Instructions for the task. In two sentences, sum up the discussion about a grid() method for histograms.

Reading passage.
--- start ---
Closed imandr closed 6 years ago

imandr commented 6 years ago

In addition to beside() and below(), it would be good to have grid() method to place a list of histograms in grid fashion, e.g:

grid(5, [hist1.step(), hist2.step(), ...]) - place histograms in Nx5 grid (N rows by 5 histograms) hist.grid(5, "param") - produce views with constant "param" and place them into Nx5 grid

jpivarski commented 6 years ago

Right. Thanks for the name! (PAW had "zones" and ROOT has "pads", neither of which is an intuitive name for me. "Grid" makes a lot of sense.)

I can do the first of these, but not the second. grid can be a standalone function that works like the beside and below standalone functions. But the methods that split data depend on functionality in Vega-Lite.
--- end ---
Dataset entries.
--- start ---
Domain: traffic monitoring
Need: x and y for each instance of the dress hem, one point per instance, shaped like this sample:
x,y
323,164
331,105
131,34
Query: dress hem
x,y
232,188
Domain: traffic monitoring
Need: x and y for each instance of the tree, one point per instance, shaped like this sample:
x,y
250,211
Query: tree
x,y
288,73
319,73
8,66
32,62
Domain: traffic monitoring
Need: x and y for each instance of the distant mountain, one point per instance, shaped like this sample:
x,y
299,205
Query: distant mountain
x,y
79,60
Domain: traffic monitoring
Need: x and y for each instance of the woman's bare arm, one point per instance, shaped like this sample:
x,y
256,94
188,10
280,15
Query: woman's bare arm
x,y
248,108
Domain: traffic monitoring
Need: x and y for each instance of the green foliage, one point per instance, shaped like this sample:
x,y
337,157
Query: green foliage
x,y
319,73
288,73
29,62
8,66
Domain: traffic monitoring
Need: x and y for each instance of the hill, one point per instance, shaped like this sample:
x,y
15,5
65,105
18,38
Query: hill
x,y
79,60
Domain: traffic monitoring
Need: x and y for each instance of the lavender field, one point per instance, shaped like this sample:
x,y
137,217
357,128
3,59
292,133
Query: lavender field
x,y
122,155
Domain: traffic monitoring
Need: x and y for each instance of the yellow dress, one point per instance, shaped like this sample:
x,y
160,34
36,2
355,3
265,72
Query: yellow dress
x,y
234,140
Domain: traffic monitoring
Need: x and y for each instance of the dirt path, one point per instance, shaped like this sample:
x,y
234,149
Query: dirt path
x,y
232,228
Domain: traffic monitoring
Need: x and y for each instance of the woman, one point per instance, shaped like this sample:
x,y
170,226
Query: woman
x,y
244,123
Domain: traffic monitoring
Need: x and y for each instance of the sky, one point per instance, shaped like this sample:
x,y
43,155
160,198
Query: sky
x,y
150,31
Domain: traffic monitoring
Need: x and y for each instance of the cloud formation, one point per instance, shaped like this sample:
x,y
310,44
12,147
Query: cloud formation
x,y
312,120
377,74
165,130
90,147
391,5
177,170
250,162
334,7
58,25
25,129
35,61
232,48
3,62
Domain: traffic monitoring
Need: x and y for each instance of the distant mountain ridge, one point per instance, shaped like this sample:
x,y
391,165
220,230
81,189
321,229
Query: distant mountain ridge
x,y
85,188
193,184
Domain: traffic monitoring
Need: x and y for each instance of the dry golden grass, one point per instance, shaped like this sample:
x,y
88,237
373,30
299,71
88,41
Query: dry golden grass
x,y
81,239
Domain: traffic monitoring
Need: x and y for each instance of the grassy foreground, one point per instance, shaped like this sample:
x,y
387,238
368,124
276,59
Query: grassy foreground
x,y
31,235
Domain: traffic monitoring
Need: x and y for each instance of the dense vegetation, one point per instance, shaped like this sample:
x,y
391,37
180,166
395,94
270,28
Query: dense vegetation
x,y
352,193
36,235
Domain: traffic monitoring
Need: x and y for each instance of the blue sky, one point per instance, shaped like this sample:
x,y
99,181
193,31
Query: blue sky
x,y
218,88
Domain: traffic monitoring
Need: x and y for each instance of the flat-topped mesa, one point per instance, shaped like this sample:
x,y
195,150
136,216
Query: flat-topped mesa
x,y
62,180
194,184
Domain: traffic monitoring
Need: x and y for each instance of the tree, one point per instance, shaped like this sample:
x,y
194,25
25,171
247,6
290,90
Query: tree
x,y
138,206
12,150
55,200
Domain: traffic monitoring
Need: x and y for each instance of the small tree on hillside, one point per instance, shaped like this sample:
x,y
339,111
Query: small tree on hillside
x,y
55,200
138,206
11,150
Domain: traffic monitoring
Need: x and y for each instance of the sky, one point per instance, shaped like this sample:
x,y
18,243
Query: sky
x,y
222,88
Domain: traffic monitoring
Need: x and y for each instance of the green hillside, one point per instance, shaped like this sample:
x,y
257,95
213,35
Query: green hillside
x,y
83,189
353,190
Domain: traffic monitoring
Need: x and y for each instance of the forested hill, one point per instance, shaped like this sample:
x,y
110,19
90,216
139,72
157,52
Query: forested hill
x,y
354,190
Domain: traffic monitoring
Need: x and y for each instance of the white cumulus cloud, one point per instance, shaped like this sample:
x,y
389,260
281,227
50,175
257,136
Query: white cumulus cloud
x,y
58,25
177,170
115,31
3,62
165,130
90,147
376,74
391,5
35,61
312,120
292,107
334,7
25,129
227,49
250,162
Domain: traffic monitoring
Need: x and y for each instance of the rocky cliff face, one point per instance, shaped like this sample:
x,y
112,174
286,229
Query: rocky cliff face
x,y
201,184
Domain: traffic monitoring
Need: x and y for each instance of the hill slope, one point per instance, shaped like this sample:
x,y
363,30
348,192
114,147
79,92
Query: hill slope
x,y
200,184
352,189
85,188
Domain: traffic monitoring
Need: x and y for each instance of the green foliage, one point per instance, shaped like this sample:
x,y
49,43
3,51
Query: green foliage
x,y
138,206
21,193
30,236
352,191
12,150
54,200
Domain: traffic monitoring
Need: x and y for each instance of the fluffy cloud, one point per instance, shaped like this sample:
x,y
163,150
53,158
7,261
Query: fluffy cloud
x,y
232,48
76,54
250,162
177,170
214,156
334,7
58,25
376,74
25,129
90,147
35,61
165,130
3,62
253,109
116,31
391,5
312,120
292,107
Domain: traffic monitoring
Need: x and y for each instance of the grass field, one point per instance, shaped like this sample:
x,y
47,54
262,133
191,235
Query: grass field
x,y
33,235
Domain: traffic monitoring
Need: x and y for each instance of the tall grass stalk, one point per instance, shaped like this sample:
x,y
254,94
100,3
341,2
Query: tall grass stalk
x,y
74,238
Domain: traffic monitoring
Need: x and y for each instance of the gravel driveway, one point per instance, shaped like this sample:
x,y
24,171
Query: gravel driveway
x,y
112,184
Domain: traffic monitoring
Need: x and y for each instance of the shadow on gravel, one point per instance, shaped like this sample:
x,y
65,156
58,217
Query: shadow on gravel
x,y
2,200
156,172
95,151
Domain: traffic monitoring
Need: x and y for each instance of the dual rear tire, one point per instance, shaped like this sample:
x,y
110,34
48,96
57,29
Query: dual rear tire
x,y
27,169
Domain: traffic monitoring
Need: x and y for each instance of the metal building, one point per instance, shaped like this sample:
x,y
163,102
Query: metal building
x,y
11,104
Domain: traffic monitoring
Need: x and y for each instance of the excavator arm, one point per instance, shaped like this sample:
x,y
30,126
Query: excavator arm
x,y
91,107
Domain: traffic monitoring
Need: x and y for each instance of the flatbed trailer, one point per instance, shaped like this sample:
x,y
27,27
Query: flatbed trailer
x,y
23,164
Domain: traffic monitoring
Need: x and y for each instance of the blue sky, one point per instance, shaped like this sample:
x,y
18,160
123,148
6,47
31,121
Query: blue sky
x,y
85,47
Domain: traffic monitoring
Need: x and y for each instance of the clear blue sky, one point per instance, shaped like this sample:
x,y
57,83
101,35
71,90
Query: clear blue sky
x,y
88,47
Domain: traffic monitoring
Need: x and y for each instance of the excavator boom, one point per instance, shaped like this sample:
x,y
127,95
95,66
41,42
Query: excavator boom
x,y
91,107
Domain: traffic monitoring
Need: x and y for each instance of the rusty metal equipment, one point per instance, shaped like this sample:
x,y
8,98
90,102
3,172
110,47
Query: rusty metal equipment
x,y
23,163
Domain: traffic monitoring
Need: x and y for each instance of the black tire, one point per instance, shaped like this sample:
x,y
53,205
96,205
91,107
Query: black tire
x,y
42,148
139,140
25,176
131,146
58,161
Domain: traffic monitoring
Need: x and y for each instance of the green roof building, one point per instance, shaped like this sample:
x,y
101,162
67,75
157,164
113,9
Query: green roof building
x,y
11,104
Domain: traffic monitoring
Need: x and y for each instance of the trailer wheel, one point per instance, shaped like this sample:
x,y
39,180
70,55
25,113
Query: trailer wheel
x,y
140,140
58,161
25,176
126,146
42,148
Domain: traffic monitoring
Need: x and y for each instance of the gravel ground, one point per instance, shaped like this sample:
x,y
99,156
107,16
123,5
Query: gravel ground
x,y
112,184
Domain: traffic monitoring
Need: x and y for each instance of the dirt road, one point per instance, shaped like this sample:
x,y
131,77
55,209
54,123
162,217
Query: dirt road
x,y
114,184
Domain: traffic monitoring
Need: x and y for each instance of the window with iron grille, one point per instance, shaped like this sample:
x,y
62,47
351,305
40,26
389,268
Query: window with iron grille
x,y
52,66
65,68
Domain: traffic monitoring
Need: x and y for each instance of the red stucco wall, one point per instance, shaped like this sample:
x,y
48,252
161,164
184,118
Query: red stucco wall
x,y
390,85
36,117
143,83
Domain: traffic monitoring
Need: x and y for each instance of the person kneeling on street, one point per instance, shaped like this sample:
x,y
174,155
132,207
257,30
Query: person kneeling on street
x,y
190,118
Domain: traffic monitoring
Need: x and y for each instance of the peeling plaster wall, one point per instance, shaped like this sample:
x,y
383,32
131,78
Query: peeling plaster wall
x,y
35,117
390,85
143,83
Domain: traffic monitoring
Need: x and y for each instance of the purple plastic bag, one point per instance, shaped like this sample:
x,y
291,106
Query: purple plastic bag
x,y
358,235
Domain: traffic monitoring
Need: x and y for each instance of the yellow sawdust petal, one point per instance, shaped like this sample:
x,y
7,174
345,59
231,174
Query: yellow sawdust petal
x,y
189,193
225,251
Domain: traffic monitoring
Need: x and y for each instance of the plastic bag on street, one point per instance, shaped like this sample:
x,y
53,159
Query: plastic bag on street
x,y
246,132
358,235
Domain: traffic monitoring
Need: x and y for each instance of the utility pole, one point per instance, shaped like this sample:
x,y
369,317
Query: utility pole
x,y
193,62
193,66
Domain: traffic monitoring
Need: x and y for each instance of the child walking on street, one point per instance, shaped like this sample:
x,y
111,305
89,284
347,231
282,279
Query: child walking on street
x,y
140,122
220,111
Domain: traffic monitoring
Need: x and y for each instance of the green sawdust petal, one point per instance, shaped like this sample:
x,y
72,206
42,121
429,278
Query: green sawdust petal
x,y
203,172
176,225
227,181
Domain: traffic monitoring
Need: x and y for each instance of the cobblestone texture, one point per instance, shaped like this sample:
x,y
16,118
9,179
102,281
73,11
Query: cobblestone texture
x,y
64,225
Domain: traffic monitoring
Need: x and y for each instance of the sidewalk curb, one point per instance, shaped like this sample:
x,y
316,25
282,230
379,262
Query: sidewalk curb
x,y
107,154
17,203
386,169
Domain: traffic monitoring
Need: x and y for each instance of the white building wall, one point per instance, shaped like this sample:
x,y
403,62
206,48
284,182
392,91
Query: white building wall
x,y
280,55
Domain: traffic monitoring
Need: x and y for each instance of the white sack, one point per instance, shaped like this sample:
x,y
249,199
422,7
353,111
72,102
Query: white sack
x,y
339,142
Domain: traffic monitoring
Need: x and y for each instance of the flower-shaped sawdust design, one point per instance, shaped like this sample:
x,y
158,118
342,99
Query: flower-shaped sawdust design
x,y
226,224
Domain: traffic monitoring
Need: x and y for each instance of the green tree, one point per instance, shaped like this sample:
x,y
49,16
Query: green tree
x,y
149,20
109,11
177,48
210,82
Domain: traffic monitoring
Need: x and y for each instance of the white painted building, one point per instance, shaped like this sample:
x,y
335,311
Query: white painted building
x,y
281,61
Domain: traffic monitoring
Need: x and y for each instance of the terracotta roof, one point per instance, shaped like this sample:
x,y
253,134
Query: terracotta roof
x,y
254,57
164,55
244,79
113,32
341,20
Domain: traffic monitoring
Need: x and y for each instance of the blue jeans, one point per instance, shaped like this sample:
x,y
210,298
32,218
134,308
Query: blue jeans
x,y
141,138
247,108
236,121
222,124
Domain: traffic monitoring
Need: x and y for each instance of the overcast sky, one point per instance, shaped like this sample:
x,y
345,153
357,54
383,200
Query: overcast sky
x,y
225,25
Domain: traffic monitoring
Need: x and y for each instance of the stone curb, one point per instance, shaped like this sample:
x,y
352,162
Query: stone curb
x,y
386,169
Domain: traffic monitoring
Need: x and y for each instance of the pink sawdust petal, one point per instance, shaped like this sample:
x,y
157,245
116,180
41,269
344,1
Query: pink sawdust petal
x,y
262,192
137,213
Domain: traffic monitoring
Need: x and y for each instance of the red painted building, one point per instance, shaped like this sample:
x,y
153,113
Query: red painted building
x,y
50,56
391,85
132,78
--- end ---
Written answer. imandr proposed adding a grid() method alongside beside() and below() that would place a list of histograms in a grid, such as N rows of 5. jpivarski welcomed the name "grid" and agreed to make grid a standalone function like beside and below, but not the version that produces views with a constant parameter, because the methods that split data depend on Vega-Lite.